▶ [Task prompt]:
Within the material below, how many lines include "positive"? Answer with the count only.

*** Block opens ***

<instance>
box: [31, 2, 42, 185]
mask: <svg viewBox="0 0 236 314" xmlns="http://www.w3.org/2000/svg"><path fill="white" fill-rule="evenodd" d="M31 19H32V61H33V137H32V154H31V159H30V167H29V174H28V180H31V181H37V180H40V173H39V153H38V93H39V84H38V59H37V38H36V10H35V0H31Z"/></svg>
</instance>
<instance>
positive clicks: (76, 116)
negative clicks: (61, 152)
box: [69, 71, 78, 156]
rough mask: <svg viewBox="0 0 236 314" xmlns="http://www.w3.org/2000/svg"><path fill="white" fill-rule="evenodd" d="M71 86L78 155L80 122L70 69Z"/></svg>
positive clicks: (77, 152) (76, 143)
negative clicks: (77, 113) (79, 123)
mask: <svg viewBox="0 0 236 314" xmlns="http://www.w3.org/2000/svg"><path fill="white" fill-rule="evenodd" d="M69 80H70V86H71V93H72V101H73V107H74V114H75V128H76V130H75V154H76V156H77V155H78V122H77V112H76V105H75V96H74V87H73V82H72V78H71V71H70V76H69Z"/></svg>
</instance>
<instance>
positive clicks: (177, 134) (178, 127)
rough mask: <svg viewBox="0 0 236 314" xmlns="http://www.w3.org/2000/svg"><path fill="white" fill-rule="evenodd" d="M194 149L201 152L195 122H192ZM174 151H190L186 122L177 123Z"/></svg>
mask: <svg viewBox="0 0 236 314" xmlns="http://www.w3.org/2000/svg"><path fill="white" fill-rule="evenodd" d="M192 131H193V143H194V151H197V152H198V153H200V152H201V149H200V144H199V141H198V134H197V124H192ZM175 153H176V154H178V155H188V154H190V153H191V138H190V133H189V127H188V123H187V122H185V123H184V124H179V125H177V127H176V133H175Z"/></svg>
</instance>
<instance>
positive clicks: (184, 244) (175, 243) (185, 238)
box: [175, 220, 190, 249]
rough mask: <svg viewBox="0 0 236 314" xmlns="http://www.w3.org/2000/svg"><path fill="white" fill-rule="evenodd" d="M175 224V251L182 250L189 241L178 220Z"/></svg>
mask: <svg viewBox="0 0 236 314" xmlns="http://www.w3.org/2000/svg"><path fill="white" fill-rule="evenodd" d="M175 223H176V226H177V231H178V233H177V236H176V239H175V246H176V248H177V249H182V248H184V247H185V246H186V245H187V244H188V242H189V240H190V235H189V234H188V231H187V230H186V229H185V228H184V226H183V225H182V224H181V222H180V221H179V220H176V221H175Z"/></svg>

*** Block closes ***

▶ [Response]:
4